# [SELECTED EXTRACT]

Seg fault in falcon7b prefil optimised attention

pavlepopovic commented 4 months ago

One of the checkpoints from #8349 Upon turning on optimised attention on falcon7B prefill, we discovered that there is a segmentation fault when it is ran on 1k or 2k sequence lengths. It is occurring on single-device N300 and on 8 chip T3000. N150 does not reproduce the issue. It is possible to produce a unit test that contains the sequence of ops causing the issue (I2Spartial -> MM -> Softmax -> MM -> S2InterleavedPartial ran in multiple loops). When the segmentation fault occurs, warm reset does not work, and throws out the following error:

 Starting pci link reset on WH devices at pci indices: 0, 1, 2, 3
Traceback (most recent call last):
  File "/opt/tt_metal_infra/provisioning/provisioning_env/bin/tt-smi", line 8, in <module>
    sys.exit(main())
  File "/opt/tt_metal_infra/provisioning/provisioning_env/lib/python3.8/site-packages/tt_smi/tt_smi.py", line 672, in main
    pci_board_reset(args.reset, reinit=True)

# [SET EXERCISE 1]
Please copy word for word the passage of the segmentation-fault report that opens with the words "Seg fault in" and closes with "sys.exit(main())".

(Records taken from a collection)
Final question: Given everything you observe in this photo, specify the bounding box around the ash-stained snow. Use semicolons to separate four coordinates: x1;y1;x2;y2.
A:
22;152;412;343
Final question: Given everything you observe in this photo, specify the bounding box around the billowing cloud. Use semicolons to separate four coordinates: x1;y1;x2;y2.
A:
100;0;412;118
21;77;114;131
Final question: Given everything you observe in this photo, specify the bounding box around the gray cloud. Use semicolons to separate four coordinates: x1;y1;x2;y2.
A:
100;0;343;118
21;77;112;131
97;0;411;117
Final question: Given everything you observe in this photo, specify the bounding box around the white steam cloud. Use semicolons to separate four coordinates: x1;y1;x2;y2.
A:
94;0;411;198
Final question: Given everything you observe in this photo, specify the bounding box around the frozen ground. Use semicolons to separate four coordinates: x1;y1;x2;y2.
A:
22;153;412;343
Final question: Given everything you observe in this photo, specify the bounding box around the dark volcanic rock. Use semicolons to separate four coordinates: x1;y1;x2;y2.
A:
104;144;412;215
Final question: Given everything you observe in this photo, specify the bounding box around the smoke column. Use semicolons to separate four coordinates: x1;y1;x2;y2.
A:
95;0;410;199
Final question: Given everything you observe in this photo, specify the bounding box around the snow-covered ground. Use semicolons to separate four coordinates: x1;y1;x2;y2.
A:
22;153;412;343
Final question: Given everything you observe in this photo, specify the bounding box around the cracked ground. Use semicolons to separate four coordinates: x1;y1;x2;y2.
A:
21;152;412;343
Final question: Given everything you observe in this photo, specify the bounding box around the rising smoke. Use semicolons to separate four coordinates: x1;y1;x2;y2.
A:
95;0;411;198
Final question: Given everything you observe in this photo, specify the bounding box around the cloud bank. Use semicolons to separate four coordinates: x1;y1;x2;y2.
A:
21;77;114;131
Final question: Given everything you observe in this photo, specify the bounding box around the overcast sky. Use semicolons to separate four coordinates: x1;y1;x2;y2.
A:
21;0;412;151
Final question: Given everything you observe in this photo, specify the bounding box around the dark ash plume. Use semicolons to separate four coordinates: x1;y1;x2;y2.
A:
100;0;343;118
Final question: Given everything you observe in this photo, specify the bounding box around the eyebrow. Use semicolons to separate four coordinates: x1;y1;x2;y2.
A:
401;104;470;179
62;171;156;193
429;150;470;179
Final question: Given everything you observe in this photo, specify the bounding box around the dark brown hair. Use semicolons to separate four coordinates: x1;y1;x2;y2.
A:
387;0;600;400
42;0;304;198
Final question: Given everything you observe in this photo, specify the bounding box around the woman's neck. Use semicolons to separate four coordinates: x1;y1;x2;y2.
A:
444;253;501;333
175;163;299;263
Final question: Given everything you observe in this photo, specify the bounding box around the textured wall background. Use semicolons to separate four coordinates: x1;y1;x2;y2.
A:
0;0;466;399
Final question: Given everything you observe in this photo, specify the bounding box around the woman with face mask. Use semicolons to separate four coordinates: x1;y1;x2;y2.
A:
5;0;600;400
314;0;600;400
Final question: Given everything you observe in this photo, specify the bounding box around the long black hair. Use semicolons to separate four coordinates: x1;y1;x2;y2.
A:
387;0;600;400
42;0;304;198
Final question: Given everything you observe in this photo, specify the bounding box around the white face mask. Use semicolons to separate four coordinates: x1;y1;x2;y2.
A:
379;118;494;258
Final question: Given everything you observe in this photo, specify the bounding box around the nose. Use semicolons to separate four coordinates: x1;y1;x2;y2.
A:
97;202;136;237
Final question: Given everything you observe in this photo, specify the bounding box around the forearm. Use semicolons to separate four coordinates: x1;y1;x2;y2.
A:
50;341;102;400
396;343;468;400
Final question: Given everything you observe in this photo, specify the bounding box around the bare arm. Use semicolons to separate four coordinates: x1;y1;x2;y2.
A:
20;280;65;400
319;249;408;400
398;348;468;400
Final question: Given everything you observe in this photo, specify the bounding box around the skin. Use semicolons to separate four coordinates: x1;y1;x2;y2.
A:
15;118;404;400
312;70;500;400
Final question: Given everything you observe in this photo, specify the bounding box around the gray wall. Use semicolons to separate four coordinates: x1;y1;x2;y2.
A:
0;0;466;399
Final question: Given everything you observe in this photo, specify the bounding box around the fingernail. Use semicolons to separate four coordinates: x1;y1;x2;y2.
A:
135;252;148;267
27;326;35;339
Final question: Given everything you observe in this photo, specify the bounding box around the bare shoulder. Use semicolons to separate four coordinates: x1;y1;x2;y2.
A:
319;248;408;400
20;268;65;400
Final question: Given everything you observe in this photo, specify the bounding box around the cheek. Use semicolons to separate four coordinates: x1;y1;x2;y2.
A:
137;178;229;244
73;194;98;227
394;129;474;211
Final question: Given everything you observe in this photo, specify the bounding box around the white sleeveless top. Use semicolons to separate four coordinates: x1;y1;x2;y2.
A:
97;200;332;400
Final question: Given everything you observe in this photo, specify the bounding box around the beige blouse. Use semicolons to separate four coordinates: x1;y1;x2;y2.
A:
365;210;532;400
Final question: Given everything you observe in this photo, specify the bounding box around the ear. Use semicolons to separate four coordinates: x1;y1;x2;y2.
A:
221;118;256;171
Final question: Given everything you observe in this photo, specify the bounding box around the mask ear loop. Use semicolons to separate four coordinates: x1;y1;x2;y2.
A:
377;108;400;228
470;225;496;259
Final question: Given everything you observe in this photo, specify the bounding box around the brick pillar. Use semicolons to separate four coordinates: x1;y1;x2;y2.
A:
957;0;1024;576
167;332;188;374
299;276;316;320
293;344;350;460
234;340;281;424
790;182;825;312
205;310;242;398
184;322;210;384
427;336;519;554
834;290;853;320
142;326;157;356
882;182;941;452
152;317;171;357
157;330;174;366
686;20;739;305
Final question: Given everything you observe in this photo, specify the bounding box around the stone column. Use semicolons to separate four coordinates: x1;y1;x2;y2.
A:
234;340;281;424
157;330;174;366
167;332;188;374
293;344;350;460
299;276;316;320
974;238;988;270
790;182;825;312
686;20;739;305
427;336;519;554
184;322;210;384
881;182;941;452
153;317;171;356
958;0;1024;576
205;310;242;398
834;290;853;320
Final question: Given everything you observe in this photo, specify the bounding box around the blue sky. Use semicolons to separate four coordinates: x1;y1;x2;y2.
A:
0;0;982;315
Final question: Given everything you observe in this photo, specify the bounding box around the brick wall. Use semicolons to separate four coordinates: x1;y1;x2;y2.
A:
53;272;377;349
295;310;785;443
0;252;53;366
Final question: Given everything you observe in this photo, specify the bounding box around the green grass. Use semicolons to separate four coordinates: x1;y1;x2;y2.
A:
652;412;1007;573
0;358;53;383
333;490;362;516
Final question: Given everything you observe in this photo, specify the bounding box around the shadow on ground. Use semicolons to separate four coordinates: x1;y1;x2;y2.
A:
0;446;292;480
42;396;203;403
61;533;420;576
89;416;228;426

# [SET EXERCISE 2]
Rewrite the entries from the line containing "around the forearm." through the line containing "396;343;468;400", both included, as a numbered list, omitting any blank lines.

# [RIGHT ANSWER 1]
Seg fault in falcon7b prefil optimised attention

pavlepopovic commented 4 months ago

One of the checkpoints from #8349 Upon turning on optimised attention on falcon7B prefill, we discovered that there is a segmentation fault when it is ran on 1k or 2k sequence lengths. It is occurring on single-device N300 and on 8 chip T3000. N150 does not reproduce the issue. It is possible to produce a unit test that contains the sequence of ops causing the issue (I2Spartial -> MM -> Softmax -> MM -> S2InterleavedPartial ran in multiple loops). When the segmentation fault occurs, warm reset does not work, and throws out the following error:

 Starting pci link reset on WH devices at pci indices: 0, 1, 2, 3
Traceback (most recent call last):
  File "/opt/tt_metal_infra/provisioning/provisioning_env/bin/tt-smi", line 8, in <module>
    sys.exit(main())

# [RIGHT ANSWER 2]
1. Final question: Given everything you observe in this photo, specify the bounding box around the forearm. Use semicolons to separate four coordinates: x1;y1;x2;y2.
2. A:
3. 50;341;102;400
4. 396;343;468;400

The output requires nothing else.